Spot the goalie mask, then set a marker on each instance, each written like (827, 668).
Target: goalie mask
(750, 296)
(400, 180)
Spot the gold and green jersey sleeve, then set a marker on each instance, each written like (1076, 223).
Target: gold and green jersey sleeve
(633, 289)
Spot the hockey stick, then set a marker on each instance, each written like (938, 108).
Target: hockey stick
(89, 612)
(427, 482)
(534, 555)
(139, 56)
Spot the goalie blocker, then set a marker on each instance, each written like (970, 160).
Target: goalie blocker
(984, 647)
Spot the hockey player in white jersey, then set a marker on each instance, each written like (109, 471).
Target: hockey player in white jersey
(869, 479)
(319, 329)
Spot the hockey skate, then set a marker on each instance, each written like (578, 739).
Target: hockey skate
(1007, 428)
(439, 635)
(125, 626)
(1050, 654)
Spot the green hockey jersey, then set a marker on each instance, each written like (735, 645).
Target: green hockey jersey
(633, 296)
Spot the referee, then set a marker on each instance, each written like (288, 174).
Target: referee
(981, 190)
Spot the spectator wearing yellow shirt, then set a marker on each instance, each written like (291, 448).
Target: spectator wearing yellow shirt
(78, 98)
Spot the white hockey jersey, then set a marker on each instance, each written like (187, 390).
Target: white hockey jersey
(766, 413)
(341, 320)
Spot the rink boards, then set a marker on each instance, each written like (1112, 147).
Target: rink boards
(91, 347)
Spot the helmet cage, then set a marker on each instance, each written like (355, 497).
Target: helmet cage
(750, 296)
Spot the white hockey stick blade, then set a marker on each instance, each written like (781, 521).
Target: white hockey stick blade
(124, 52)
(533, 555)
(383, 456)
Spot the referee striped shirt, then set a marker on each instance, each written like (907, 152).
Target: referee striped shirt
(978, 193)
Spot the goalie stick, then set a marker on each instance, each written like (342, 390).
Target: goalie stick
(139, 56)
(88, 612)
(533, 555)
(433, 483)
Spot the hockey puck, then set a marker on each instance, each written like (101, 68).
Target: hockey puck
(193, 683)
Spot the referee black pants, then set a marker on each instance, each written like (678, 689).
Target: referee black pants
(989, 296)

::::::

Give the material from the line containing "Spot the referee, then" through the end of the material as a Markdown table with the columns Row and Line. Number each line in Row, put its text in Line, and leave out blank lines.

| Row | Line |
|---|---|
| 1 | Spot the referee, then set a marker on each instance, each written like (288, 174). |
| 2 | Target: referee |
| 3 | (981, 190) |
| 4 | Spot the spectator wearing yellow shirt, then set a marker on each instance, each written like (291, 448). |
| 5 | Target: spectator wearing yellow shirt |
| 6 | (78, 98) |
| 7 | Spot the white hockey jersey, then set a marker on each instance, each written like (187, 390). |
| 8 | Target: white hockey jersey |
| 9 | (766, 413) |
| 10 | (341, 320) |
| 11 | Spot the rink boards, then set a marker on each instance, each written like (1112, 147). |
| 12 | Target: rink boards |
| 13 | (91, 347) |
| 14 | Spot the helmet cage, then set a marker on each instance, each written like (355, 497). |
| 15 | Target: helmet cage |
| 16 | (750, 296) |
| 17 | Spot the white hockey stick blade, then set a marker on each instance, each written like (781, 521). |
| 18 | Target: white hockey stick blade |
| 19 | (124, 52) |
| 20 | (533, 555) |
| 21 | (383, 456) |
| 22 | Spot the referee striped shirt, then set a marker on each instance, each written like (907, 152). |
| 23 | Target: referee striped shirt |
| 24 | (978, 193) |
| 25 | Spot the goalie stick, then set a marker on each instance, each written like (342, 390). |
| 26 | Target: goalie stick |
| 27 | (139, 56) |
| 28 | (88, 612) |
| 29 | (533, 555) |
| 30 | (433, 483) |
| 31 | Spot the hockey puck, then set a marker on each instance, each written like (101, 68). |
| 32 | Target: hockey puck |
| 33 | (193, 683) |
| 34 | Spot the referee black pants, then set a marker on each instance, each written like (678, 689). |
| 35 | Target: referee black pants |
| 36 | (989, 296) |